▶ _Exercise instructions_: Go through the entries, filter for the word "white", and copy every line that has it.

Material provided Start Marker

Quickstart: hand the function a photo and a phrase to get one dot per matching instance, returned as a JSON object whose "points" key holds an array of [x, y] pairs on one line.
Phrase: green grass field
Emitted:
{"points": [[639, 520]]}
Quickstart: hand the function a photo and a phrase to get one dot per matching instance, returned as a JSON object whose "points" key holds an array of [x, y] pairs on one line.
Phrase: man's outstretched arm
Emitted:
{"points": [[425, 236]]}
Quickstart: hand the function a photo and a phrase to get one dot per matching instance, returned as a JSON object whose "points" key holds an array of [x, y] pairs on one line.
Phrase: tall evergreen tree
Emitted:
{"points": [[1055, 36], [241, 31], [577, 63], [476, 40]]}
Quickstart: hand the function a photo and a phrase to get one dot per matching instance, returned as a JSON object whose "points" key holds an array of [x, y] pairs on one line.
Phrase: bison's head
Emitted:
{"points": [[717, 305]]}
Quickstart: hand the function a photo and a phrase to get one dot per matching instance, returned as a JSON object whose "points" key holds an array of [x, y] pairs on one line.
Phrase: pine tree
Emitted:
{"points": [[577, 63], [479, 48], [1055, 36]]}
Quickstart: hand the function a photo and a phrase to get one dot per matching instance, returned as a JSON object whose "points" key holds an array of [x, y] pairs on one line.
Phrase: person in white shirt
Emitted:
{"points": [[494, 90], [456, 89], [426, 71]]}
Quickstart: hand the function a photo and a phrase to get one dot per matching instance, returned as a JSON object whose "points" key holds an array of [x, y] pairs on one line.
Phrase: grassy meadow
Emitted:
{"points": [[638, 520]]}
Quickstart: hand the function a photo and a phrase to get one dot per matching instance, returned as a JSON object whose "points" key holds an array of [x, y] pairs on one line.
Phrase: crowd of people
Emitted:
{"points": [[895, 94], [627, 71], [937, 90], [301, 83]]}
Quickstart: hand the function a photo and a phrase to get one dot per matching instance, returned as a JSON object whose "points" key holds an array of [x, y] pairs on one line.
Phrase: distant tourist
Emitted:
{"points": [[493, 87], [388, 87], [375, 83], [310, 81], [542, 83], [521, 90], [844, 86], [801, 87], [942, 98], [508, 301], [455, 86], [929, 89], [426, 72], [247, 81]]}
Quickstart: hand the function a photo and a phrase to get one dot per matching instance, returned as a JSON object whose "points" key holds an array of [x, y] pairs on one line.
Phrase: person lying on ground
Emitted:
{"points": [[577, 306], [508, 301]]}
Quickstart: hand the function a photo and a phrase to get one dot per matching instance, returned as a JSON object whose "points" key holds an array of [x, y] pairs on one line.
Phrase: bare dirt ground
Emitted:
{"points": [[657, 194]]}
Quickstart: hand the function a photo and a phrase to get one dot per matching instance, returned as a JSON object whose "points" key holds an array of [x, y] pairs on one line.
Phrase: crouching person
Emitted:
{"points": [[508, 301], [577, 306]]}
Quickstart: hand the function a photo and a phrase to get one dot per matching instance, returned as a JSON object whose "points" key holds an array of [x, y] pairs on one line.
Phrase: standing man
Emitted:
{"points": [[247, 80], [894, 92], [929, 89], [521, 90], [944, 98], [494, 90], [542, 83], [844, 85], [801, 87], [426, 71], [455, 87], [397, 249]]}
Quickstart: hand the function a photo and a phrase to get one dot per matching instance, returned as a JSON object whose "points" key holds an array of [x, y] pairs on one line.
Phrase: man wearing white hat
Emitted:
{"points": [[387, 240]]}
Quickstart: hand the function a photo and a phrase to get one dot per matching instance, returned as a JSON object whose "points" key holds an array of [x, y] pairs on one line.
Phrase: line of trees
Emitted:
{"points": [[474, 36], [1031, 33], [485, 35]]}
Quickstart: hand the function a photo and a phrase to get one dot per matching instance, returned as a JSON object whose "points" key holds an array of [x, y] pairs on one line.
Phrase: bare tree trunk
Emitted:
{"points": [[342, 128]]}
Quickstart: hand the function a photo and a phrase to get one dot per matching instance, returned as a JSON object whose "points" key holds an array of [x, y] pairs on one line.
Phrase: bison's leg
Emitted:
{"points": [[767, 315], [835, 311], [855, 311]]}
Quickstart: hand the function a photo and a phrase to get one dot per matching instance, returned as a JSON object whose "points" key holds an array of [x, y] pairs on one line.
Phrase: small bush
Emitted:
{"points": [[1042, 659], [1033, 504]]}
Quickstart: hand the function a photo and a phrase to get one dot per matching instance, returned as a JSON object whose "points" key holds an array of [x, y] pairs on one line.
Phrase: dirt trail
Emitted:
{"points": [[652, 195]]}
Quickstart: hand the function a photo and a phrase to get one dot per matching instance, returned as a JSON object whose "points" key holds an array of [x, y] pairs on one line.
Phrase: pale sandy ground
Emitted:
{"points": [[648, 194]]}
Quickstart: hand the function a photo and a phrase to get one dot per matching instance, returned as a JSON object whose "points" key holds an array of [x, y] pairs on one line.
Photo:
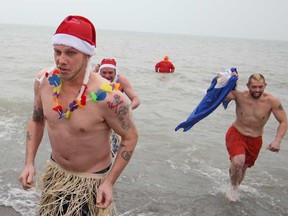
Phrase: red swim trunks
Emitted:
{"points": [[237, 144]]}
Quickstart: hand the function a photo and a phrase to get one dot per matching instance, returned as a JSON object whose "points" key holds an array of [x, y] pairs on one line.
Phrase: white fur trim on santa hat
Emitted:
{"points": [[107, 65], [77, 43]]}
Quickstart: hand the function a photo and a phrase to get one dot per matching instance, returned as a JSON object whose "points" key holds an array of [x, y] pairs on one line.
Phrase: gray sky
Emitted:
{"points": [[256, 19]]}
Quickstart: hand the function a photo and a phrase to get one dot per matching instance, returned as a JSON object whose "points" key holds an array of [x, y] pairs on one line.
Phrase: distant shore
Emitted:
{"points": [[8, 211]]}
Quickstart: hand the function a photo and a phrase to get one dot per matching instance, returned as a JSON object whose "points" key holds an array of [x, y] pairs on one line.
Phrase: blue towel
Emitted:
{"points": [[214, 97]]}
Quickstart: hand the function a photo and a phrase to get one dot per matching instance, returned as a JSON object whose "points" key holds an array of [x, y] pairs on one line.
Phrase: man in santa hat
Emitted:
{"points": [[165, 66], [79, 108]]}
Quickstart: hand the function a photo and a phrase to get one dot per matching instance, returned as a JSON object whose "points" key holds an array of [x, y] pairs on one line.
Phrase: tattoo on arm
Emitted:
{"points": [[38, 115], [126, 155], [122, 116]]}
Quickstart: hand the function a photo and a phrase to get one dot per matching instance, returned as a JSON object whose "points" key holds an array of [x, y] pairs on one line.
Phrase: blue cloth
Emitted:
{"points": [[213, 98]]}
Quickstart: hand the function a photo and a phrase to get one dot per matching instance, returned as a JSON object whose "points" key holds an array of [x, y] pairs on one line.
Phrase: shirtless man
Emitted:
{"points": [[244, 137], [108, 70], [79, 108]]}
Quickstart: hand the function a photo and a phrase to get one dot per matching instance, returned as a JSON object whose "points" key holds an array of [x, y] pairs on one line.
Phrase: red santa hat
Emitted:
{"points": [[77, 32], [110, 63]]}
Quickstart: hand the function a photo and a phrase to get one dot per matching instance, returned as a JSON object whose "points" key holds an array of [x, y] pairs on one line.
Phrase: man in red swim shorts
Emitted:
{"points": [[244, 137]]}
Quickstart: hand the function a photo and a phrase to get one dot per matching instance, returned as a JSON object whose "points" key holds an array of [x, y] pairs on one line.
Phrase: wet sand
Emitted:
{"points": [[8, 211]]}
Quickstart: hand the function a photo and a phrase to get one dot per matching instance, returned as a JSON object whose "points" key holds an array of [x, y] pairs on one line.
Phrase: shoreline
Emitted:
{"points": [[8, 211]]}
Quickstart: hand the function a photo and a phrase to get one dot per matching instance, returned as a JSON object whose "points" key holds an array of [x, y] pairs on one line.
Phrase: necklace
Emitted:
{"points": [[81, 100]]}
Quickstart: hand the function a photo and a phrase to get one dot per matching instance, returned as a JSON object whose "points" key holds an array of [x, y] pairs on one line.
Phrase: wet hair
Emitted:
{"points": [[256, 77]]}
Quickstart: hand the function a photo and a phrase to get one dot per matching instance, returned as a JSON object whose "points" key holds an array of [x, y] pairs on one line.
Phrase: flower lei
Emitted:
{"points": [[80, 100]]}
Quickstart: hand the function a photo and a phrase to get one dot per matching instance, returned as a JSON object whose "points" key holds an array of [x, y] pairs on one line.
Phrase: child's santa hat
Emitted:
{"points": [[109, 63]]}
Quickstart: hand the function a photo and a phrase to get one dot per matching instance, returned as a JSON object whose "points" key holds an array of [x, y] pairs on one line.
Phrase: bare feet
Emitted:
{"points": [[232, 194]]}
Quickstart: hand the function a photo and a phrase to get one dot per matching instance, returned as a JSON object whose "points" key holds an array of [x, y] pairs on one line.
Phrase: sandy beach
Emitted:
{"points": [[8, 211]]}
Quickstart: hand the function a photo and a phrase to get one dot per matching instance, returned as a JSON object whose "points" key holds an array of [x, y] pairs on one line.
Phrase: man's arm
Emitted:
{"points": [[129, 91], [281, 117], [35, 131], [119, 118]]}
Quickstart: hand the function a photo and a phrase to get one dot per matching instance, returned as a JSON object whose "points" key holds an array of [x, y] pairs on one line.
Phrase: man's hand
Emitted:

Material provided End Marker

▶ _Finished exercise_:
Phrase: person in white shirt
Phrase: man wearing white hat
Phrase: white fur trim on santa hat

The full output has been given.